-- Extracted information start --

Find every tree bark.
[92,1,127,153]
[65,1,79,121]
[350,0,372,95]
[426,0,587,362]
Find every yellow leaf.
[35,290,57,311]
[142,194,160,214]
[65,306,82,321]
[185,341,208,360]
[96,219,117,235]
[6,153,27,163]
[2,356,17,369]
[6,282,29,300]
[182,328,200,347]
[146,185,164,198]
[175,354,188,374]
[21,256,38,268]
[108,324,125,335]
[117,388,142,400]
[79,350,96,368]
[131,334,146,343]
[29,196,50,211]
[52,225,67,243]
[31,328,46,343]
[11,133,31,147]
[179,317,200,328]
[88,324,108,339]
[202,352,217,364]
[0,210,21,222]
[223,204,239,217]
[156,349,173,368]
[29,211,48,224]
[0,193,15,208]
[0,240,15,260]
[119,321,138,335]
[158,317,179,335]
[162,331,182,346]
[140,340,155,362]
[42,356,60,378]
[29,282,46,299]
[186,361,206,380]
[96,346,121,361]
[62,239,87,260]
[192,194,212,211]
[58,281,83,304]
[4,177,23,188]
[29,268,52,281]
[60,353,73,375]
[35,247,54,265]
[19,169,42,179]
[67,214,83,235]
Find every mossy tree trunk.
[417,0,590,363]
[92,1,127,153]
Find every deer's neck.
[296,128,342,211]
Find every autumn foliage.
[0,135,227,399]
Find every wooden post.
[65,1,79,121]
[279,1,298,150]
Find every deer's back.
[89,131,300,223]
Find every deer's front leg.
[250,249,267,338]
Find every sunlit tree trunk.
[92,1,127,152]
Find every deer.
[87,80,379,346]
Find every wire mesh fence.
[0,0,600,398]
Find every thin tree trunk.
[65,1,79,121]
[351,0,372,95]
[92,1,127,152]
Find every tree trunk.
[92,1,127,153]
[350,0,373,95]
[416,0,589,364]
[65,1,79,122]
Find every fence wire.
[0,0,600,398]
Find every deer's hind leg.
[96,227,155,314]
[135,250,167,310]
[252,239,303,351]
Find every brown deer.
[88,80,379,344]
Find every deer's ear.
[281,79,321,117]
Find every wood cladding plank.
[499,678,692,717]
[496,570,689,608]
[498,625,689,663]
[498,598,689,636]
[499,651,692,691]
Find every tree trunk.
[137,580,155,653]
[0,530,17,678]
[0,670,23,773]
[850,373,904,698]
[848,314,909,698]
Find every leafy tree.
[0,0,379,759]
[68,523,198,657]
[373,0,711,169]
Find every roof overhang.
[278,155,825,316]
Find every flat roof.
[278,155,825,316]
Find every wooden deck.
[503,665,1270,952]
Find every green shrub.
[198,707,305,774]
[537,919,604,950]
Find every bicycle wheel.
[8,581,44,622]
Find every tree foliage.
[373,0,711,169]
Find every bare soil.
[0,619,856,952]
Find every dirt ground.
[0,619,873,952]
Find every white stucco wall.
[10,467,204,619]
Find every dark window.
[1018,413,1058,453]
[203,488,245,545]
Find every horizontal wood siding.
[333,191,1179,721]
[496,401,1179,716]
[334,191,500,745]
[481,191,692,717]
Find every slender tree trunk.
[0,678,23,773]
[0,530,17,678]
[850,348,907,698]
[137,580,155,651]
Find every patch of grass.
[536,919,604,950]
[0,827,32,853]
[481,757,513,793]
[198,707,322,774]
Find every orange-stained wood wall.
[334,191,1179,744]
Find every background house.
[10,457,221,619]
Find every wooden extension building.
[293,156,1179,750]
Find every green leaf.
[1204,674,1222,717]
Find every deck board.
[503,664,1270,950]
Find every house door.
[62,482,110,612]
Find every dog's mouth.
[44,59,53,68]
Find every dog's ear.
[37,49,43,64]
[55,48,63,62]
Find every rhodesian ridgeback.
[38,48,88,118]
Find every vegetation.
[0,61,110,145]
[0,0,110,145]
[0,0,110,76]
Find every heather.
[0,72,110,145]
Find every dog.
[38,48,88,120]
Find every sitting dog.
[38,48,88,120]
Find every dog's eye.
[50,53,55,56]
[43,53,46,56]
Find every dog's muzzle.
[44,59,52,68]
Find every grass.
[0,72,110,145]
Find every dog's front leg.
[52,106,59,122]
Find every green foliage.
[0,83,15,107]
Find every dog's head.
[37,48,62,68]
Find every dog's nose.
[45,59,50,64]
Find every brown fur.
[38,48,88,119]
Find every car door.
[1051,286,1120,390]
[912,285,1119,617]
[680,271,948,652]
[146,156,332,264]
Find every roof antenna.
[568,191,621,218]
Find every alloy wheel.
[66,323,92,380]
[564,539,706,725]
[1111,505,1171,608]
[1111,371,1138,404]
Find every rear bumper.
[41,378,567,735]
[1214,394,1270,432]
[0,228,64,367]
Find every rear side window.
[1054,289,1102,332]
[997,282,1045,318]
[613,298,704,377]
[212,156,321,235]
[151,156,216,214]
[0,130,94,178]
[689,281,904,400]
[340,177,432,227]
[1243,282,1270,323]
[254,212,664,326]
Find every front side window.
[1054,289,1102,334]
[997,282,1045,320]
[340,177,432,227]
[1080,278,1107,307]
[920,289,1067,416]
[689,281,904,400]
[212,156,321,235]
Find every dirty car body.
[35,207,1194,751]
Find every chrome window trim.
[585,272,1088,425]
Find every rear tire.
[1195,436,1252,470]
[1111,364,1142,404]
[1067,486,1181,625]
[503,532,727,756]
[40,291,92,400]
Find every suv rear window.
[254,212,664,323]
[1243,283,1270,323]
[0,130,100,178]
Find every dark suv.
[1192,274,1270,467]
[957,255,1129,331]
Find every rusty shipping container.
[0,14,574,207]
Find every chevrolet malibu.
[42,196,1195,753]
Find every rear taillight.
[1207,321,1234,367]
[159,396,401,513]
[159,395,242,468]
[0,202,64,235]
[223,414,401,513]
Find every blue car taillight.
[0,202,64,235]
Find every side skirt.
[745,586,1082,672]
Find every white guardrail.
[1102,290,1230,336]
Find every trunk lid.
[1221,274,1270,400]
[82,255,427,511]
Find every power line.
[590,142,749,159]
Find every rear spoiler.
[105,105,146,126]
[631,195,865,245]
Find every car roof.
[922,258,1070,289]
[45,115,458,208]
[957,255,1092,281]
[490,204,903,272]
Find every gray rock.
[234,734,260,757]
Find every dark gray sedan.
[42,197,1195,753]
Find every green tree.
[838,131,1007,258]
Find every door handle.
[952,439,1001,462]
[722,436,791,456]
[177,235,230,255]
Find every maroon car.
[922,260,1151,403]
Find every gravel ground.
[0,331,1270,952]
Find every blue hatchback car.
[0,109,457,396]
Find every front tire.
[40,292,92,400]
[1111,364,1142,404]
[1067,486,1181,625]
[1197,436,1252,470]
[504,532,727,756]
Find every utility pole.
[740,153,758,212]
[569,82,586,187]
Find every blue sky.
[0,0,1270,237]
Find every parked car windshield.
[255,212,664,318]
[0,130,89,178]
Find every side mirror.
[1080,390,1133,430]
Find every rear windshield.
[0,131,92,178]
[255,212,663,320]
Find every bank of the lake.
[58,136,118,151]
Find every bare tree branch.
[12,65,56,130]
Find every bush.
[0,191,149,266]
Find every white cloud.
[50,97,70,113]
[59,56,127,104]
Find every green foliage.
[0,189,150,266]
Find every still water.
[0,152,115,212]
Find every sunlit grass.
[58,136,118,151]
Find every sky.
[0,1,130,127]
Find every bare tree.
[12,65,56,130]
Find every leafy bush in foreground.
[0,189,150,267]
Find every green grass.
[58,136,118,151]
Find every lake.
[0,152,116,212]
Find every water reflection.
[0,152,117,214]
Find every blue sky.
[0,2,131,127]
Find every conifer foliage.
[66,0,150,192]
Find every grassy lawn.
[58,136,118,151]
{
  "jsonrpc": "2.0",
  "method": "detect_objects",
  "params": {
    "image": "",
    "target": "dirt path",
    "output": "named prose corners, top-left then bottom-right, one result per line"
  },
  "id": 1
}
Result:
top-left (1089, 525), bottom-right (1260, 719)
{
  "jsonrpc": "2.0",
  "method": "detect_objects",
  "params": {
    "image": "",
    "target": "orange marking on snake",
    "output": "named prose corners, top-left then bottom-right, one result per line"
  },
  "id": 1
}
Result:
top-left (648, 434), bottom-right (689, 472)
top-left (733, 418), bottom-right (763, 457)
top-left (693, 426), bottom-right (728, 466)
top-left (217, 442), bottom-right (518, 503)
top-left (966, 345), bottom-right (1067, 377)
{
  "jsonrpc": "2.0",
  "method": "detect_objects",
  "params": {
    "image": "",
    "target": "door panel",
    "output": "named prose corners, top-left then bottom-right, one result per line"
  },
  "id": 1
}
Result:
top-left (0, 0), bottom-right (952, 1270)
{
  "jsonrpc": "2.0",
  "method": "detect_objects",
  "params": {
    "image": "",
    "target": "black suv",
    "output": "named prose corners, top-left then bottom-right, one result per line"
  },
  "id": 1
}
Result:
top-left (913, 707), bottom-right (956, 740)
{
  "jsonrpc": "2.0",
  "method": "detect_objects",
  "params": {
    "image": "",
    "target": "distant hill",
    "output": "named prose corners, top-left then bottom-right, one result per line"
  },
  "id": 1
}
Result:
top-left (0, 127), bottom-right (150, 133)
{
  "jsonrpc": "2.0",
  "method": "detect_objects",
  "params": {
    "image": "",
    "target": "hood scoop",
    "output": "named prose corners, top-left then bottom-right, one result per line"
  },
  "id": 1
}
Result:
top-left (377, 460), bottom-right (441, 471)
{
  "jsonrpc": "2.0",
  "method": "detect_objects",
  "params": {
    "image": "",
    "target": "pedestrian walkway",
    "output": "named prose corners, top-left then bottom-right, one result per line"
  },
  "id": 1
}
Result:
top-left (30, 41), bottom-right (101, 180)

-- Extracted information end --

Exercise » Begin at the line that has "Find every slender tree trunk." and stop after the line that has "[42,196,1195,753]". Rewrite those items, requests included, and adjust every bounding-box coordinate in the answers by -146.

Full answer »
Find every slender tree trunk.
[-146,532,-123,627]
[-146,384,-129,532]
[704,202,761,552]
[-9,434,9,505]
Find every patch of grass.
[390,773,458,804]
[-146,681,-114,707]
[335,611,367,647]
[52,561,176,628]
Find every orange-stained wood wall.
[188,45,1033,598]
Find every background house.
[-136,311,75,473]
Find every wooden extension building.
[147,10,1033,604]
Find every green leaf.
[1058,528,1076,571]
Find every deck board.
[357,518,1124,804]
Find every house door.
[-84,336,-36,466]
Find every dog's mouth.
[-102,-87,-93,-78]
Find every dog's ear.
[-109,-97,-103,-82]
[-91,-98,-83,-84]
Find every rhodesian ridgeback.
[-108,-98,-58,-28]
Find every vegetation.
[-146,-85,-36,-1]
[-146,-146,-36,-1]
[-146,-146,-36,-70]
Find every heather.
[-146,-74,-36,-1]
Find every dog.
[-108,-98,-58,-26]
Find every sitting dog.
[-108,-98,-58,-26]
Find every dog's eye.
[-96,-93,-91,-90]
[-103,-93,-100,-90]
Find every dog's muzzle.
[-102,-87,-94,-78]
Find every grass.
[-146,-74,-36,-1]
Find every dog's front leg.
[-94,-40,-87,-24]
Find every green foliage.
[-146,-63,-131,-39]
Find every dog's head.
[-109,-98,-84,-78]
Find every dog's nose.
[-101,-87,-96,-82]
Find every brown fur.
[-108,-98,-58,-27]
Find every car door.
[905,140,974,244]
[766,139,973,471]
[534,125,802,506]
[0,10,186,118]
Find every roof antenna.
[422,45,475,72]
Find every alloy wheel.
[-80,177,-54,234]
[418,393,560,579]
[965,359,1025,462]
[965,225,992,258]
Find every rear bumper.
[-105,232,421,589]
[1068,248,1124,286]
[-146,82,-82,221]
Find every rear side window.
[908,143,956,186]
[851,136,899,172]
[467,152,558,231]
[66,10,175,89]
[5,10,70,68]
[-146,-16,-52,32]
[543,135,758,254]
[194,31,286,81]
[1097,136,1124,177]
[108,66,518,180]
Find every front side window.
[908,143,956,188]
[851,136,899,174]
[194,31,286,81]
[934,132,961,161]
[774,143,921,270]
[543,135,758,254]
[66,10,175,89]
Find every dirty car body.
[-111,61,1048,605]
Find every chrome window trim.
[439,126,942,279]
Find every rear tire.
[1049,290,1106,324]
[965,218,996,258]
[921,340,1035,479]
[357,386,581,610]
[-106,145,-54,254]
Find every suv rear window.
[108,66,518,177]
[1097,137,1124,177]
[-146,-16,-46,32]
Find every dark suv.
[1046,128,1124,321]
[811,109,983,185]
Find every rusty shipping container.
[-146,-132,428,61]
Find every chevrolet malibu.
[-104,50,1049,607]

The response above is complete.